- DESCRIPTION OF THE TASK:
Gather each line of the listing below that contains the string "player". Uppercase and lowercase letters count as different.

- DATASET ENTRIES:
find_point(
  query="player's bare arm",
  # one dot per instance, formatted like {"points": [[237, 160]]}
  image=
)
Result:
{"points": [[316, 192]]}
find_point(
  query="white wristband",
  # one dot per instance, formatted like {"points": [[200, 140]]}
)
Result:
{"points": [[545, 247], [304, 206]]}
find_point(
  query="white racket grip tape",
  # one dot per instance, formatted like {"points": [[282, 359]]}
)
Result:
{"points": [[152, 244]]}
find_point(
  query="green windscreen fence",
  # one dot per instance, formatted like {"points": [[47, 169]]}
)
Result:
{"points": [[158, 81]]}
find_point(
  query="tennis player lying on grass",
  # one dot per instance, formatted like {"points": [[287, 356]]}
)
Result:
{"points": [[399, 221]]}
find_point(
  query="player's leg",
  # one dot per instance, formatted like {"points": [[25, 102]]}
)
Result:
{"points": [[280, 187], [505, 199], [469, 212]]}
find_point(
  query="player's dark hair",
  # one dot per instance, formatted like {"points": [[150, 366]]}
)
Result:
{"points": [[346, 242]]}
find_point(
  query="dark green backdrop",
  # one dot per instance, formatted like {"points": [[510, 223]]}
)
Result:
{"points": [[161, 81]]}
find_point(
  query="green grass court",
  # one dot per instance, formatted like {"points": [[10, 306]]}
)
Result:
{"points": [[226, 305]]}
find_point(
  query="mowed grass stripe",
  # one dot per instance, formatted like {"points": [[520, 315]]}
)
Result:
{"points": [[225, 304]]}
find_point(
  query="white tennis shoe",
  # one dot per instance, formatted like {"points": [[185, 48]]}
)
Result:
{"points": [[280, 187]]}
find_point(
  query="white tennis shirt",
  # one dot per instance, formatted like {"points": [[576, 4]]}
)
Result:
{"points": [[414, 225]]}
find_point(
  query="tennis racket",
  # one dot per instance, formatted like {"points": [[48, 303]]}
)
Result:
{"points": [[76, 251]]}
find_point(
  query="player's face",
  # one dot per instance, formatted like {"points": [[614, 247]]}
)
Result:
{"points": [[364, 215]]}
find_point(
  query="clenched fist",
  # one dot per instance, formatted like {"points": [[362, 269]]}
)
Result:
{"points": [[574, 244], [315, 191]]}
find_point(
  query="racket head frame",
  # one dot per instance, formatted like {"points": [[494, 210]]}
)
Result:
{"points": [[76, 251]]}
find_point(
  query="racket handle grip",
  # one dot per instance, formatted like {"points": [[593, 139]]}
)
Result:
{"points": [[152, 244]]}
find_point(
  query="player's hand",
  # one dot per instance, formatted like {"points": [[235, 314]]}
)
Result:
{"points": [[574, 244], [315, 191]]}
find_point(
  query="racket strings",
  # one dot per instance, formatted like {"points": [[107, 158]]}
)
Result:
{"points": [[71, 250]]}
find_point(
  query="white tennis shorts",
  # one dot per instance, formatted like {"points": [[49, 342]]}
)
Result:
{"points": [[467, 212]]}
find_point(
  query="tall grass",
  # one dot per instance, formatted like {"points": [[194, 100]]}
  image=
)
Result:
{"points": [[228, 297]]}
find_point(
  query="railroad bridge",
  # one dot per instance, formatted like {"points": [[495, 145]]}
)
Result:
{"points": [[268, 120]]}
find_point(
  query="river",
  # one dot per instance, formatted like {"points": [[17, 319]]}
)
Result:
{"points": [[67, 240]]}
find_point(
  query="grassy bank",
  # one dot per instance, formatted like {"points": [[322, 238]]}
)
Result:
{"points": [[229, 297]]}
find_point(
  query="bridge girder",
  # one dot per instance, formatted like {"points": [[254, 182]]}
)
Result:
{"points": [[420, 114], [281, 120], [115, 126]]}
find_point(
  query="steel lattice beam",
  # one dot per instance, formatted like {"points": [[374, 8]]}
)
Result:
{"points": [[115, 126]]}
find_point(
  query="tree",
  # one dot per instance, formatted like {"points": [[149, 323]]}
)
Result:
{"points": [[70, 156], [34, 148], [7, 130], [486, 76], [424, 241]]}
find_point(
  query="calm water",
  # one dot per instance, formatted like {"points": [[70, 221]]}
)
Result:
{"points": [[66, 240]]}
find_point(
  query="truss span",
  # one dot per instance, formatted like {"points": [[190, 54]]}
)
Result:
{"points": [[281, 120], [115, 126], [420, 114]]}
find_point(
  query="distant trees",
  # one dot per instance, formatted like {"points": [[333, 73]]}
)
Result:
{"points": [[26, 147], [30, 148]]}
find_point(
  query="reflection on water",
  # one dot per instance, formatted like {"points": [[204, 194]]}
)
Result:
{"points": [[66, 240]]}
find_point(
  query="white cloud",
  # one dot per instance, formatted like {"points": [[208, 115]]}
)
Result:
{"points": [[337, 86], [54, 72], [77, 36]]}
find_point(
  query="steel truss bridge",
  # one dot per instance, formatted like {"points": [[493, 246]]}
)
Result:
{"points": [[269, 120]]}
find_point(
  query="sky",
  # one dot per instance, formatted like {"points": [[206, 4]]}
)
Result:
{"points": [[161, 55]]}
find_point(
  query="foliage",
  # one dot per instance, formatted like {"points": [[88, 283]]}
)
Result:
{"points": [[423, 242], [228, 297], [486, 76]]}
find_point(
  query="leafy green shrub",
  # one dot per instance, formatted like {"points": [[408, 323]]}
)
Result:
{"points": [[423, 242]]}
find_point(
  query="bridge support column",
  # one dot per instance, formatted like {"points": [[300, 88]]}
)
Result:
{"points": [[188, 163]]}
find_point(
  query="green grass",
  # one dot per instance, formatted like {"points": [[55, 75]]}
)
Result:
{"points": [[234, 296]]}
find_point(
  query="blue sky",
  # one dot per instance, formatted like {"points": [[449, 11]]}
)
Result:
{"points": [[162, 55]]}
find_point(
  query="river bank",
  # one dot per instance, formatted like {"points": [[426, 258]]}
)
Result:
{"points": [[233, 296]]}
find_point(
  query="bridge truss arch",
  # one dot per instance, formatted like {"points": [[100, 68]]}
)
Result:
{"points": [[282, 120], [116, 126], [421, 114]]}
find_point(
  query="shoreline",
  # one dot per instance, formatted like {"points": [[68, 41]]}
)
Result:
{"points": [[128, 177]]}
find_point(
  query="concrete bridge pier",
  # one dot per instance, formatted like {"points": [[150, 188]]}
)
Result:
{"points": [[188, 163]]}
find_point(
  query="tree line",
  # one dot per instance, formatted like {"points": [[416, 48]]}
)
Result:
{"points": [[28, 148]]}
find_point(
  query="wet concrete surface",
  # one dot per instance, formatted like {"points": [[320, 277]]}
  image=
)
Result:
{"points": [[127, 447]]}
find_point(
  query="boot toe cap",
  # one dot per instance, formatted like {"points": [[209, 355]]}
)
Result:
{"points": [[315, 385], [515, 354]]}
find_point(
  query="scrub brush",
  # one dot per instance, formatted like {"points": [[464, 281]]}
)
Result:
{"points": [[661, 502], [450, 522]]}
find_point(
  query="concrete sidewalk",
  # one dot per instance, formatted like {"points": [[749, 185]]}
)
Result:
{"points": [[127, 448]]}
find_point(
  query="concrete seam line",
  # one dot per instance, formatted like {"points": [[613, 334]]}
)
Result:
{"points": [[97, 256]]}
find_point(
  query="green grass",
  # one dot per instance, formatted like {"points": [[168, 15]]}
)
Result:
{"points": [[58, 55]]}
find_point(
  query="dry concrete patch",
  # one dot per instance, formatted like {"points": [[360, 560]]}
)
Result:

- COMPLETED TASK:
  query="player's bare arm",
  query="tennis player lying on grass",
  query="player's leg",
  query="player's dark hair",
  query="player's face",
  query="player's hand",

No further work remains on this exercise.